Material:
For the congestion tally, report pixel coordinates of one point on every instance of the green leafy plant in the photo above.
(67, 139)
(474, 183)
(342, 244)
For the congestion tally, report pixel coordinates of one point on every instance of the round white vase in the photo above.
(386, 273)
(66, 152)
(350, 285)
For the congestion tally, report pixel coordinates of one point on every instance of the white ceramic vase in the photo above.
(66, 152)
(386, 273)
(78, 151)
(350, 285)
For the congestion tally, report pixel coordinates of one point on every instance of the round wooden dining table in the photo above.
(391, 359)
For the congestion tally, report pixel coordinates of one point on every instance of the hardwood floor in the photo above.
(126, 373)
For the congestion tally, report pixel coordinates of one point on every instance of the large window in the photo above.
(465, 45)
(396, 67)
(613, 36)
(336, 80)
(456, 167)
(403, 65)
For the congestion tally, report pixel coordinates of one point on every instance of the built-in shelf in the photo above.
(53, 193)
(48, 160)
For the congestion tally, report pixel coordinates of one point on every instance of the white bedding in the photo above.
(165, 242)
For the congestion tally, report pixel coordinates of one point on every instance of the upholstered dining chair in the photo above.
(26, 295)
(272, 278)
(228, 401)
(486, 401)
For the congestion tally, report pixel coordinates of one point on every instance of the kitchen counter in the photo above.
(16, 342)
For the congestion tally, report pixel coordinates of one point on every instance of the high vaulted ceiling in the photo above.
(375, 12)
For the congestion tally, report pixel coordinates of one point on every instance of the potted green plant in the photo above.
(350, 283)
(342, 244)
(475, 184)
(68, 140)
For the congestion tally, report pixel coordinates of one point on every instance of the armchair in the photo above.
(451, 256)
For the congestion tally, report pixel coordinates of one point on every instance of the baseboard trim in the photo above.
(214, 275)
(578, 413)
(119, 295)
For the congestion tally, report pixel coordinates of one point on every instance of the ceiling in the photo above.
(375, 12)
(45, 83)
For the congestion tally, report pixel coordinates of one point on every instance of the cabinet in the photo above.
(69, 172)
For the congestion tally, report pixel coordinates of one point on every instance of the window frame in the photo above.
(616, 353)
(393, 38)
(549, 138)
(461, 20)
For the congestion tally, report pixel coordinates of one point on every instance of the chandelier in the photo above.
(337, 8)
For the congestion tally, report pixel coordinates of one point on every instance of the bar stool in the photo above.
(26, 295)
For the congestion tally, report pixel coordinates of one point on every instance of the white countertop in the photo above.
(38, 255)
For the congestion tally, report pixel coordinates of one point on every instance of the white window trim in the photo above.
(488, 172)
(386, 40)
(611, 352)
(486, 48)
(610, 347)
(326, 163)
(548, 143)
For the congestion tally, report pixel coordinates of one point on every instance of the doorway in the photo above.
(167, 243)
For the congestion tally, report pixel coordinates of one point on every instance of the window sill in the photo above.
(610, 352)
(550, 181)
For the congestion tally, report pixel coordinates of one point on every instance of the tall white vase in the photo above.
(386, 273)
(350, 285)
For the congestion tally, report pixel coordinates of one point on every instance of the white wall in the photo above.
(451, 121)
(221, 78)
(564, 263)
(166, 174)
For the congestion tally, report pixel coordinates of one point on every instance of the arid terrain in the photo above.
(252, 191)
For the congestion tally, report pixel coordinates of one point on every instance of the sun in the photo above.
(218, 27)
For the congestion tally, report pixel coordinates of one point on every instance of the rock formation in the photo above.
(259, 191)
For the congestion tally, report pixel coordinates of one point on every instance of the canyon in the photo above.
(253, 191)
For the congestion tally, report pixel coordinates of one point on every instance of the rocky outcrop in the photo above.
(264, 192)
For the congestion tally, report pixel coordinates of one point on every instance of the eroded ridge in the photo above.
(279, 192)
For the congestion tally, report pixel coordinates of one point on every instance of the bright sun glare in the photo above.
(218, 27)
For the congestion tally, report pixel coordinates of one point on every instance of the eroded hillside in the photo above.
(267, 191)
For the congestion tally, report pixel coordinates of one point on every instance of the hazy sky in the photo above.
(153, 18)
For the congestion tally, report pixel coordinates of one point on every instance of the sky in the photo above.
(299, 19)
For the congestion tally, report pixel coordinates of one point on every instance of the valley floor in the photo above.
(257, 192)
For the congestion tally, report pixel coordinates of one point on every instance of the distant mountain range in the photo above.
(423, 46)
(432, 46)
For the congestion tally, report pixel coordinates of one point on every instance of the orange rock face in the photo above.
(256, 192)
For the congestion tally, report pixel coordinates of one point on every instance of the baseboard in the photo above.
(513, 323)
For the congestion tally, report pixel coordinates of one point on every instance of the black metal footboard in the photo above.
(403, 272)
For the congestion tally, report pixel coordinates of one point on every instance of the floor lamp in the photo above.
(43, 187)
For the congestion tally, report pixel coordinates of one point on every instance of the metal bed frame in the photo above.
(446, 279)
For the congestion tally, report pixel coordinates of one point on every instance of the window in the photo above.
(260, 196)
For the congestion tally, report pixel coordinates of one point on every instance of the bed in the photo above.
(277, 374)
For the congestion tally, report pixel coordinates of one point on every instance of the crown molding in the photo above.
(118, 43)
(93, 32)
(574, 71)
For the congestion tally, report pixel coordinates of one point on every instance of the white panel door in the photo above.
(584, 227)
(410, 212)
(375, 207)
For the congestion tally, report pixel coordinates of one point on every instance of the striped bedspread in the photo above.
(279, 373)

Problem to solve:
Begin at the line that contains "door in the photo above." and stop at the end of the data. Recast those lines as a JSON list of strings with one string per line, and leave out any blank lines.

Expected output:
[
  "For the congestion tally, report pixel coordinates of one point on every instance of the white panel door in the photo above.",
  "(584, 227)",
  "(410, 212)",
  "(375, 207)",
  "For the congestion tally, report pixel coordinates of one point on every instance of the striped bedspread in the photo above.",
  "(279, 373)"
]